=== Excerpted text ===

At the National Park’s Shallow Bay Campground one can walk the portions of the beach not closed for tern nesting, examine the well-kept pioneer cemetery that marks a former outport, or walk the Mail Road over which couriers with dog teams took the mail all the way to Saint Anthony 200 miles distant up the Great Northern Peninsula until the road was built. Here that road passes through the middle of a dense black spruce forest with open patches marking former homesteads. I walked a few miles of it in the fog. Taking the road along the sandbar one reaches the government wharf and a few wind blasted fisherman’s homes. There too are the Catholic and Anglican Cemeteries, a playing field and amphitheatre. A hiking trail leads to the top of ‘the big hill’ and at the look-off one gets a view of the town with a honking big communication tower in the foreground. Continuing on the trail one reaches the rusting circular steel ‘old lighthouse’ and an off-trail leads to the point where a stone was once thought to resemble a cow’s head.

=== Material supplied ===

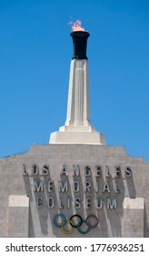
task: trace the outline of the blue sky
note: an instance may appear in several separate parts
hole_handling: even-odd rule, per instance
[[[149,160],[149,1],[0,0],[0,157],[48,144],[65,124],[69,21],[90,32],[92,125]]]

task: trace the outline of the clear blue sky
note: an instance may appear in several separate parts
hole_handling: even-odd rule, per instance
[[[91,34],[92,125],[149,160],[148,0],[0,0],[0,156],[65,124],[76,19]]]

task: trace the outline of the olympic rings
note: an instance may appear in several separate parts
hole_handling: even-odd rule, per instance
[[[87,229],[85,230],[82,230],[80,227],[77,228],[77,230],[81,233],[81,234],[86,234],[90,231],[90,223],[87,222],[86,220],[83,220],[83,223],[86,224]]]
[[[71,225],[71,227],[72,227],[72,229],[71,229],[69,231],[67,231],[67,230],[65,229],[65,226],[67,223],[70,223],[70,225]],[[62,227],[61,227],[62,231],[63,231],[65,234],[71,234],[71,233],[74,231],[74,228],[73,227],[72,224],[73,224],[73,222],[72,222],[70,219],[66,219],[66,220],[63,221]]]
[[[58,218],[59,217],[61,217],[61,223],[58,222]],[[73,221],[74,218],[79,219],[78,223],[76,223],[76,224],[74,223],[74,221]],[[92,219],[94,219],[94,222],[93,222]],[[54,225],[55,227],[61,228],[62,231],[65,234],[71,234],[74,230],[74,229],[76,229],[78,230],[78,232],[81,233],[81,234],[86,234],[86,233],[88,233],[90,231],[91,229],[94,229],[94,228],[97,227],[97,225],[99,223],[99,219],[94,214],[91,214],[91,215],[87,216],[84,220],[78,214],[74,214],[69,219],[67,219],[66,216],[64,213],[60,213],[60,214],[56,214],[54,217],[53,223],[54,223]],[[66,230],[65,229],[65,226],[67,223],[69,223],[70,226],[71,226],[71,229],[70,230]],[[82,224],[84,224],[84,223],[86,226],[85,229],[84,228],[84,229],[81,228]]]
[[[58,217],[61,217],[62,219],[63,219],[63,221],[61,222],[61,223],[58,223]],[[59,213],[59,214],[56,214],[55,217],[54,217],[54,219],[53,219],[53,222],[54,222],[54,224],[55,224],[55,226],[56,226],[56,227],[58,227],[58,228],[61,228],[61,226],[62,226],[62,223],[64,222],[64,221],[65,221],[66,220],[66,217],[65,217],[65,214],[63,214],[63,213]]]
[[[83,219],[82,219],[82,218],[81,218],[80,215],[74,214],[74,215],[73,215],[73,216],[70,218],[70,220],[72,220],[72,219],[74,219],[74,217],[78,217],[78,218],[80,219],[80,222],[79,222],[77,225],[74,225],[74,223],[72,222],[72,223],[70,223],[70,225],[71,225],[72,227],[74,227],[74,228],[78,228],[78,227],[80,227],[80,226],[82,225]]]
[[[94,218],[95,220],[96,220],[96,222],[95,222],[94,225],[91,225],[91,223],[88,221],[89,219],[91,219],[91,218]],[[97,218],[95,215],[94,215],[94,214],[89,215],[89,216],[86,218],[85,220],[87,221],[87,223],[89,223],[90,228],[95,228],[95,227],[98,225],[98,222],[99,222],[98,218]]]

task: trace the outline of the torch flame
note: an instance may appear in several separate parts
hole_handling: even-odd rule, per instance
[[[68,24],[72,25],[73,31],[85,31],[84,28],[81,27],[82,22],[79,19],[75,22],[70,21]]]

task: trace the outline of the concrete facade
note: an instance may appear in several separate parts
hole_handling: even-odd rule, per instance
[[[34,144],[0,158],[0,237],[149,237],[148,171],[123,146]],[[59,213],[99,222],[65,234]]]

===

## [Activities]
(1) In one to three sentences, explain why the Mail Road in the Shallow Bay text has that name.
(2) Please write the next part of the Shallow Bay text, picking up after its final sentence.
The entries come from a different source than the text.

## [Answers in order]
(1) Couriers with dog teams once carried the mail over it all the way to Saint Anthony, 200 miles up the Great Northern Peninsula. They used it until the road was built.

(2)
By-passed by the new highway the town no longer supports a gas station though there are repair shops, a marine wholesaler, post office where people come to get there mail from their post box, 185-room motel, dining hall and bars, the supermarket, and the general store that sells everything from rented movies, nails and brass screws by the pound, groceries, Sears outlet, licences, lotto tickets, liquor, and tombstones. At Saint Mary the Virgin Anglican Church a midi-player provided music for hymn singing on Sunday. It’s the only church in town. The town rings Shallow Bay with the Long Range Academy and rec centre at the south end of town amid more prosperous looking homes. A few other eateries complete the picture and the warehouse theatre stands amid the motel complex in what appears to be a symbiotic relationship. I attended the three plays reviewed below and an evening of outport songs.

On a windy but sunny Friday I drove down to Western Brook and made the 2 mile hike to the dock at Western Pond that gives access to the land-locked fjord. Two thousand two hundred-foot sheer cliffs hem in five hundred seventy feet of the purest water known to man. The cliff faces are green with birch trees that cling to the soil-less rock faces. Waterfalls cascade over the heights above. One has to see it to believe it.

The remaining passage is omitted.